**Work instructions:**
Set down all of the records word for word.

**Data under study:**
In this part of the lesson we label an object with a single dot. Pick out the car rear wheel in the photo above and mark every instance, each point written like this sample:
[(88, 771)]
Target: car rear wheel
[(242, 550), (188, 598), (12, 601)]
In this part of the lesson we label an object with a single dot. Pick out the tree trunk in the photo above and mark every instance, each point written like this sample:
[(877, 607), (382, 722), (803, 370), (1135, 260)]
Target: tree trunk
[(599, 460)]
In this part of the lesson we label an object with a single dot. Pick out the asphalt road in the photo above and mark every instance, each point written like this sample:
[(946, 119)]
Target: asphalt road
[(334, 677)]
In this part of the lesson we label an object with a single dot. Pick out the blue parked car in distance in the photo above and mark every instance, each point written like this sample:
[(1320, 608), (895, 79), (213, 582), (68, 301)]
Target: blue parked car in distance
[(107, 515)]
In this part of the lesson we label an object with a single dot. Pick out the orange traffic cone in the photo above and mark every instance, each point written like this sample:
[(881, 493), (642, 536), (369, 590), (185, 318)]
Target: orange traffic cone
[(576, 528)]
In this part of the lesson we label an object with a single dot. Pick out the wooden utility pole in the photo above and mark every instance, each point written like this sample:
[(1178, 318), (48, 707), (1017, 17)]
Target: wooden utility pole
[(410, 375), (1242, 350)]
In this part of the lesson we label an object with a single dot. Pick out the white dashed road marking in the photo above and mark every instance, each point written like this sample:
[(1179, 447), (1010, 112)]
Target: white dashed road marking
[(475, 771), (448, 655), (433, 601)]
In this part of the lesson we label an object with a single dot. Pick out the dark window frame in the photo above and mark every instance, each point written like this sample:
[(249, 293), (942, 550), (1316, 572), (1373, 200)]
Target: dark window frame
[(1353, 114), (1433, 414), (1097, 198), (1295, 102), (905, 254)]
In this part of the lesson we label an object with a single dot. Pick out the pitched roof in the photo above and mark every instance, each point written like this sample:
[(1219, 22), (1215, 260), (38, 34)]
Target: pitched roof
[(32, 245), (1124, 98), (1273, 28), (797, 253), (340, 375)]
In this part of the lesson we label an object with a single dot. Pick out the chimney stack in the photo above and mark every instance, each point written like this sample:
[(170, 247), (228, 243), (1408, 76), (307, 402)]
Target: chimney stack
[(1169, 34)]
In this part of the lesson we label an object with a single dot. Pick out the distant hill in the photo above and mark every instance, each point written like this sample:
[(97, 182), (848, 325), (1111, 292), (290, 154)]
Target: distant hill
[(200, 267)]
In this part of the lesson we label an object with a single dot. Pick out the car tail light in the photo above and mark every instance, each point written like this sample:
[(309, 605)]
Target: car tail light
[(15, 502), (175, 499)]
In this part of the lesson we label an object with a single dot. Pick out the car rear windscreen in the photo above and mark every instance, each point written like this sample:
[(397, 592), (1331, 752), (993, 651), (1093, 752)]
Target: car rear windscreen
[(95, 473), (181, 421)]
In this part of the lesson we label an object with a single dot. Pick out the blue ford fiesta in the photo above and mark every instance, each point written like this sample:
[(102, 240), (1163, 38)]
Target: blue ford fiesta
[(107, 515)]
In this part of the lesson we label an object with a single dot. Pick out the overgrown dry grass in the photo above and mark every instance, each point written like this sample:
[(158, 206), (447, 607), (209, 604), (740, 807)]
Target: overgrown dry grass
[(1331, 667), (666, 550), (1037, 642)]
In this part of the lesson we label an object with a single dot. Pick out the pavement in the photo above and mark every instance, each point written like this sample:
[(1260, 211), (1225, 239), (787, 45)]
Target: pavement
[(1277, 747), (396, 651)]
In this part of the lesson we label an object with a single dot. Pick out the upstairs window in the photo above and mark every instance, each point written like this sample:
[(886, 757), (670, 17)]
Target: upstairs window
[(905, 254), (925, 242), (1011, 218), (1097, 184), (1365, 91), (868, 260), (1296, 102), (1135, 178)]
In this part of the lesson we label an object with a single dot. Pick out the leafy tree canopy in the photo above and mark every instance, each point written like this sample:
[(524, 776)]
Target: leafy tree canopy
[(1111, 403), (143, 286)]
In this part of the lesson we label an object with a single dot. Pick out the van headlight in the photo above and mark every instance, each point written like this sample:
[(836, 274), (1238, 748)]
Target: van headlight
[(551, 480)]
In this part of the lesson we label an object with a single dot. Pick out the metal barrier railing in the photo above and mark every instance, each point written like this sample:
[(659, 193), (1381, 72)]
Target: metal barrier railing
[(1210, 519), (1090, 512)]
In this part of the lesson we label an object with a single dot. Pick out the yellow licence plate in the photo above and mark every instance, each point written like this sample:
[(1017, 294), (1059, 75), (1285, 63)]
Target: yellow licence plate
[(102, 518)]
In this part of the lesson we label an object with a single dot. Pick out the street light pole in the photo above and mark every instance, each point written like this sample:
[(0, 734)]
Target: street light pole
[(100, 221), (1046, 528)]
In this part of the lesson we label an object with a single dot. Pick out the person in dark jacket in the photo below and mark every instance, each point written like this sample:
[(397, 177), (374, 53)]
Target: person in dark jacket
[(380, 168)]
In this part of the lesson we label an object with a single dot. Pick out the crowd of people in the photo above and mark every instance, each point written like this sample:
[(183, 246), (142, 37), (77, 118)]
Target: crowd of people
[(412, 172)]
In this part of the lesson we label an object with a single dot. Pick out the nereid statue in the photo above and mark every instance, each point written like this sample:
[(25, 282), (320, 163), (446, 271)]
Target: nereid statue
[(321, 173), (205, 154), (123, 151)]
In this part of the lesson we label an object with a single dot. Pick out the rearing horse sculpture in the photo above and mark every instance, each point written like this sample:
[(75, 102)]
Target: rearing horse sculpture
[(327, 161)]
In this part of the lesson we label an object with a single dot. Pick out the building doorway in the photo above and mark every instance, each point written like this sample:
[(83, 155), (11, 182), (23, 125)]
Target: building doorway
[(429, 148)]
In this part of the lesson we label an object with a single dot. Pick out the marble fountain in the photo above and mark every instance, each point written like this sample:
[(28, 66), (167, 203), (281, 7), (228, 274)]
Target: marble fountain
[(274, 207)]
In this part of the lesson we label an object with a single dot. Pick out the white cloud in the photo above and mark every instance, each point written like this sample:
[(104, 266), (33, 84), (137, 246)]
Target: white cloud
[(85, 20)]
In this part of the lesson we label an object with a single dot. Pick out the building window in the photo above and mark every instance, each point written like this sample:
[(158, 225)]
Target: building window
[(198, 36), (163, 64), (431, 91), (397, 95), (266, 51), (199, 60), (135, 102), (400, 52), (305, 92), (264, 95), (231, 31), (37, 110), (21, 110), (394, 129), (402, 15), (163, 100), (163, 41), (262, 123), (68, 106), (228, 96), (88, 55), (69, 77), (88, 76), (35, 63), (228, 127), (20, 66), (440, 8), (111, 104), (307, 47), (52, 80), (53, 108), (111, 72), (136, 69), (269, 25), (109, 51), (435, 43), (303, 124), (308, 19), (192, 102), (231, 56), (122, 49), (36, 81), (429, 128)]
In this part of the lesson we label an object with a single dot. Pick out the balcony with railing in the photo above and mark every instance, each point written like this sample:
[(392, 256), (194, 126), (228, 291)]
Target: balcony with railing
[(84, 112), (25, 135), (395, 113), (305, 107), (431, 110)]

**Output of the exercise:**
In this part of the lesson we label an object with a single dot. Pick out the car rear wheel in the photo above and mark every instance, each point written like this sample:
[(88, 771)]
Target: car rear wheel
[(242, 550), (188, 598), (12, 601)]
In this part of the lesson we label an object with a single dot. Pick out the tree trunk in the photo above and mark every instance, each point written like this sample:
[(877, 607), (382, 722), (803, 370), (1135, 260)]
Target: tree trunk
[(599, 460)]
In this part of the lesson we label an object with a single dot. Pick out the asphalt road in the photo above and mark every instance, each point written like this sample:
[(946, 119)]
Target: asphalt road
[(334, 677)]
In this part of the lesson we label an object with a single dot. Pick out the blue parked car in distance in the photo above and mark every instance, each point written like this sample:
[(1320, 608), (895, 79), (213, 582), (68, 301)]
Target: blue parked car in distance
[(107, 515)]
In this part of the lesson we label an object with a single dot. Pick out the orange traffic cone in the photo above and mark every instance, each point written like this sample:
[(881, 493), (642, 536), (369, 590), (185, 318)]
Target: orange traffic cone
[(576, 528)]
In this part of the lesson we label an object with a single dot. Pick out the wooden utility pole in the photo above and mark every instance, each point written like this sample:
[(1178, 318), (48, 707), (1017, 17)]
Target: wooden utility pole
[(410, 375), (1242, 350)]
In this part of the lesson we label an object with a single dot. Pick out the white dashed road marking in the photo above and mark every instance, each point written like this sample:
[(1179, 447), (1010, 112)]
Target: white dashed road marking
[(475, 771), (448, 655), (433, 601)]
In this part of the lesson we label an object with a single dot. Pick out the dark window frame in the photo above and mark every instance, each point written like this sample:
[(249, 293), (942, 550), (1316, 572), (1373, 200)]
Target: dark window frame
[(1353, 114), (1433, 414), (1097, 198), (1295, 102), (905, 254)]
In this part of the lesson we label an object with a single dot. Pick out the pitched roof in the photo above and mark every instance, each point written like this sample:
[(1219, 22), (1215, 260), (38, 34)]
Target: pitched roof
[(32, 245), (1124, 98), (1273, 28), (797, 253), (340, 375)]
In this part of the lesson we label an object with a single dot. Pick out the chimney stack in the photo above and mark every instance, each point written like this sample:
[(170, 247), (228, 243), (1408, 76), (307, 402)]
Target: chimney stack
[(1169, 34)]
In this part of the lesson we label an object with a single dot. Pick out the distant hill in the photo above and mark every instance, each point written like this sample:
[(97, 182), (848, 325), (1111, 292), (290, 154)]
Target: distant hill
[(200, 267)]
In this part of the lesson we label an object with a single dot. Pick out the car tail light in the photo above and mark every instance, each point written like this sample:
[(309, 605)]
Target: car tail light
[(15, 502), (175, 499)]
In this part of the lesson we label an object with a single dot. Pick out the car rear windscreen in the photo above and mark every instance, each point written like this sample:
[(397, 592), (1331, 752), (993, 651), (1093, 752)]
Target: car rear windscreen
[(95, 473), (181, 421)]
In this part of the lesson we label an object with a single dot. Pick out the blue ford fiesta in the photo above and mark every instance, each point written like this sample:
[(102, 240), (1163, 38)]
Target: blue ford fiesta
[(107, 515)]
In this part of the lesson we label an object with a single dot. Pick out the overgrown dry grass in the photo above and mark every instance, each point written like this sample:
[(158, 206), (447, 607), (209, 604), (740, 807)]
Target: overgrown dry grass
[(1331, 667), (666, 550), (1037, 642)]
In this part of the lesson we label an object with a single dot. Pick out the pavement in the photo above and mark every instance, each point written like this sample:
[(1260, 211), (1225, 239), (787, 45)]
Target: pavement
[(1277, 747), (396, 651)]
In this part of the lesson we label an object with a single dot. Pick out the upstairs window in the photo above and mark every instance, each point written like this sample:
[(886, 757), (670, 17)]
Target: upstairs window
[(905, 254), (925, 242), (1011, 218), (1097, 184), (1365, 91), (868, 260), (1296, 102), (1135, 178)]
In this part of the lesson we label an object with a single dot. Pick out the leafy tree canopy in the photo above and mark every instance, each point written like this sample:
[(524, 776)]
Target: leafy tree canopy
[(1111, 403), (143, 286)]
In this part of the lesson we label an object with a single dot. Pick out the van headlight in the photo above and mark every instance, each point written like this sample:
[(836, 274), (1238, 748)]
Target: van headlight
[(551, 480)]
In this part of the lesson we label an object with a single dot. Pick out the metal barrier railing in the photo above and mark every instance, each point written like this sample:
[(659, 193), (1381, 72)]
Target: metal barrier railing
[(1210, 519), (1090, 512)]
In this part of the lesson we label an object with a single dot. Pick out the yellow licence plate in the photo above and mark every instance, each point written like this sample:
[(1017, 294), (1059, 75), (1285, 63)]
Target: yellow licence plate
[(102, 518)]
In this part of the lesson we label an object with a single dot. Pick out the street light pole in the photo above and mark every instance, each point written like this sample:
[(0, 734)]
Target: street light pole
[(100, 221), (1046, 528)]
In this part of the lesson we label an object with a single dot. Pick out the person in dark jacket in the photo below and mark every instance, each point written like this sample:
[(397, 177), (374, 53)]
Target: person in dark jacket
[(380, 168)]
In this part of the lesson we label an object with a single dot. Pick out the crowd of people in the photo above and mark every instance, each point written like this sample:
[(183, 246), (142, 37), (77, 118)]
Target: crowd of people
[(412, 172)]
In this part of the lesson we label an object with a single dot. Pick out the nereid statue in the photo above and mark every instance, each point written like this sample:
[(25, 282), (320, 163), (446, 271)]
Target: nereid statue
[(321, 173), (205, 154), (123, 151)]
In this part of the lesson we label an object with a single dot. Pick out the rearing horse sculpture in the photo above and mark every instance, each point written like this sample:
[(75, 102)]
Target: rearing horse sculpture
[(327, 161)]
In this part of the lesson we label an object with a single dot. Pick out the building doorway in the photo above and mark every instance, each point written like this sample:
[(83, 155), (11, 182), (23, 125)]
Target: building doorway
[(429, 148)]
In this part of the lesson we label an object with a single dot. Pick out the marble fountain in the photo above and mark every instance, each point written like this sample:
[(28, 66), (167, 203), (281, 7), (228, 274)]
Target: marble fountain
[(274, 207)]
In this part of the lesson we label an object with a single dot. Pick out the white cloud in the photo above and mark every instance, each point written like this sample:
[(104, 266), (33, 84), (137, 246)]
Target: white cloud
[(85, 20)]
In this part of the lesson we label an object with a single dot. Pick out the building window in the photo above and mark every instance, each point written like this sample:
[(158, 225)]
Target: building window
[(198, 36), (163, 64), (431, 91), (397, 95), (266, 51), (199, 60), (135, 102), (400, 52), (305, 92), (264, 95), (231, 31), (37, 110), (21, 110), (394, 129), (402, 15), (163, 100), (163, 41), (262, 123), (68, 106), (228, 96), (88, 55), (69, 77), (88, 76), (35, 63), (228, 127), (20, 66), (440, 8), (111, 104), (307, 47), (52, 80), (53, 108), (111, 72), (136, 69), (269, 25), (109, 51), (435, 43), (303, 124), (308, 19), (192, 102), (231, 56), (122, 49), (36, 81), (429, 128)]
In this part of the lesson we label an object with a single dot. Pick out the balcony with railing in the photo above and mark every instance, each point written like this sample:
[(392, 256), (194, 126), (228, 291)]
Target: balcony with railing
[(84, 112), (25, 135), (395, 113), (305, 107), (431, 110)]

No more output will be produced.